*** The data Section Begins ***

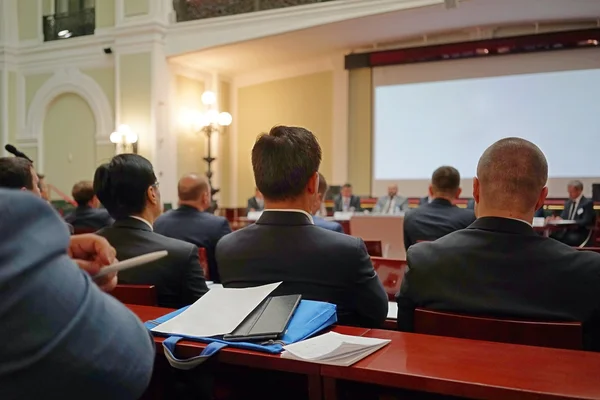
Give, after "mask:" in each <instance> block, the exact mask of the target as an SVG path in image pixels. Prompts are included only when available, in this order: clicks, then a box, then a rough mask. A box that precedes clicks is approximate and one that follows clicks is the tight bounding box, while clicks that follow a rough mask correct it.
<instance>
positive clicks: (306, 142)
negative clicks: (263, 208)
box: [252, 126, 321, 200]
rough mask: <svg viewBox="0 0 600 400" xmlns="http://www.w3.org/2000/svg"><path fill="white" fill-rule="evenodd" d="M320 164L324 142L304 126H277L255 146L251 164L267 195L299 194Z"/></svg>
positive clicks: (298, 194)
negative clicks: (321, 148)
mask: <svg viewBox="0 0 600 400" xmlns="http://www.w3.org/2000/svg"><path fill="white" fill-rule="evenodd" d="M319 165H321V146H319V142H318V141H317V138H316V137H315V135H313V134H312V132H310V131H308V130H307V129H304V128H299V127H290V126H275V127H273V128H272V129H271V131H270V132H269V133H268V134H262V135H260V136H259V137H258V139H257V140H256V143H255V144H254V147H253V148H252V168H253V169H254V180H255V181H256V186H257V187H258V190H260V192H261V193H262V194H263V196H264V197H265V198H266V199H270V200H285V199H293V198H295V197H298V196H299V195H300V194H302V192H303V191H304V189H305V187H306V185H307V184H308V181H309V179H310V178H311V177H312V176H313V175H314V174H315V173H316V172H317V171H318V170H319Z"/></svg>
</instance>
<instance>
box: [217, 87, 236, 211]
mask: <svg viewBox="0 0 600 400" xmlns="http://www.w3.org/2000/svg"><path fill="white" fill-rule="evenodd" d="M230 94H231V85H230V84H229V82H220V83H219V111H221V112H228V113H230V114H233V111H232V110H231V96H230ZM230 146H231V130H230V129H229V127H227V128H225V129H224V130H223V134H222V135H221V136H220V137H219V149H220V151H219V155H218V160H217V163H218V171H219V188H220V189H221V191H220V192H219V194H218V196H217V198H218V199H219V206H221V207H229V206H232V205H230V204H229V203H230V202H231V198H230V194H231V185H232V181H231V168H230V167H231V163H230V162H229V158H230V154H231V152H230V151H229V148H230Z"/></svg>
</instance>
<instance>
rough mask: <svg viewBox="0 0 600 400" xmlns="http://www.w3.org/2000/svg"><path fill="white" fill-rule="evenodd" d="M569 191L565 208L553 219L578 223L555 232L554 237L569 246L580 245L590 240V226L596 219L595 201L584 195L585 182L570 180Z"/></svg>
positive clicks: (565, 204) (590, 227)
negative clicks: (580, 181) (583, 184)
mask: <svg viewBox="0 0 600 400" xmlns="http://www.w3.org/2000/svg"><path fill="white" fill-rule="evenodd" d="M567 191H568V192H569V199H568V200H567V201H566V202H565V208H564V210H563V212H562V214H560V217H555V218H553V219H565V220H573V221H575V222H576V223H577V227H576V228H575V229H570V228H566V229H565V230H562V231H560V232H556V233H554V234H553V235H552V237H553V238H554V239H556V240H559V241H561V242H563V243H564V244H568V245H569V246H580V245H582V244H585V242H586V241H587V240H588V238H589V235H590V228H591V227H593V225H594V223H595V221H596V212H595V211H594V201H593V200H592V199H588V198H587V197H585V196H584V195H583V183H581V182H580V181H571V182H569V184H568V186H567Z"/></svg>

*** The data Section Ends ***

### Prompt
Leave the pictures out and return each entry exactly.

### Answer to this problem
Give, after "mask:" in each <instance> block, the exact mask of the target as an SVG path in image pixels. Prompts are included only when available, in this order: clicks, then a box, then a rough mask. A box that precedes clicks is approximate and one that follows clicks is the tight bounding box, while clicks that follow a rough mask correct it.
<instance>
positive clicks: (306, 142)
negative clicks: (263, 208)
box: [252, 126, 321, 200]
rough mask: <svg viewBox="0 0 600 400" xmlns="http://www.w3.org/2000/svg"><path fill="white" fill-rule="evenodd" d="M320 164L324 142L304 126H277L255 146L251 164L267 195L299 194Z"/></svg>
positive clicks: (298, 194)
negative clicks: (321, 148)
mask: <svg viewBox="0 0 600 400" xmlns="http://www.w3.org/2000/svg"><path fill="white" fill-rule="evenodd" d="M319 165H321V146H319V142H318V141H317V138H316V137H315V135H313V134H312V132H310V131H308V130H307V129H304V128H299V127H290V126H275V127H273V128H272V129H271V131H270V132H269V133H268V134H262V135H260V136H259V137H258V139H257V140H256V143H255V144H254V147H253V148H252V168H253V169H254V180H255V181H256V186H257V187H258V190H260V192H261V193H262V194H263V196H264V197H265V198H266V199H270V200H285V199H293V198H295V197H298V196H299V195H300V194H302V192H303V191H304V189H305V187H306V185H307V184H308V181H309V179H310V178H311V177H312V176H313V175H314V174H315V173H316V172H317V171H318V170H319Z"/></svg>
</instance>
<instance>
box: [217, 87, 236, 211]
mask: <svg viewBox="0 0 600 400" xmlns="http://www.w3.org/2000/svg"><path fill="white" fill-rule="evenodd" d="M230 94H231V85H230V84H229V82H220V83H219V111H221V112H228V113H230V114H233V111H232V110H231V96H230ZM230 146H231V130H230V129H229V127H227V128H225V129H224V130H223V134H222V135H221V136H220V137H219V149H220V151H219V155H218V160H217V163H218V171H219V188H220V189H221V191H220V192H219V194H218V196H217V198H218V199H219V206H221V207H229V206H232V205H230V204H229V203H230V202H231V198H230V194H231V185H232V181H231V168H230V167H231V163H230V162H229V158H230V154H231V152H230V151H229V148H230Z"/></svg>
</instance>
<instance>
rough mask: <svg viewBox="0 0 600 400" xmlns="http://www.w3.org/2000/svg"><path fill="white" fill-rule="evenodd" d="M569 191L565 208L553 219L578 223L555 232L554 237L569 246L580 245L590 240V226L596 219L595 201L584 195L585 182L570 180Z"/></svg>
positive clicks: (565, 204) (590, 227)
negative clicks: (580, 181) (583, 184)
mask: <svg viewBox="0 0 600 400" xmlns="http://www.w3.org/2000/svg"><path fill="white" fill-rule="evenodd" d="M567 191H568V192H569V199H568V200H567V201H566V202H565V208H564V210H563V212H562V214H560V217H555V218H553V219H565V220H573V221H575V222H576V223H577V227H576V228H575V229H570V228H566V229H565V230H562V231H560V232H556V233H554V234H553V235H552V237H553V238H554V239H556V240H559V241H561V242H563V243H564V244H568V245H569V246H580V245H582V244H585V242H586V241H587V240H588V238H589V235H590V228H591V227H593V225H594V223H595V221H596V212H595V211H594V201H593V200H592V199H588V198H587V197H585V196H584V195H583V183H581V182H580V181H571V182H569V184H568V186H567Z"/></svg>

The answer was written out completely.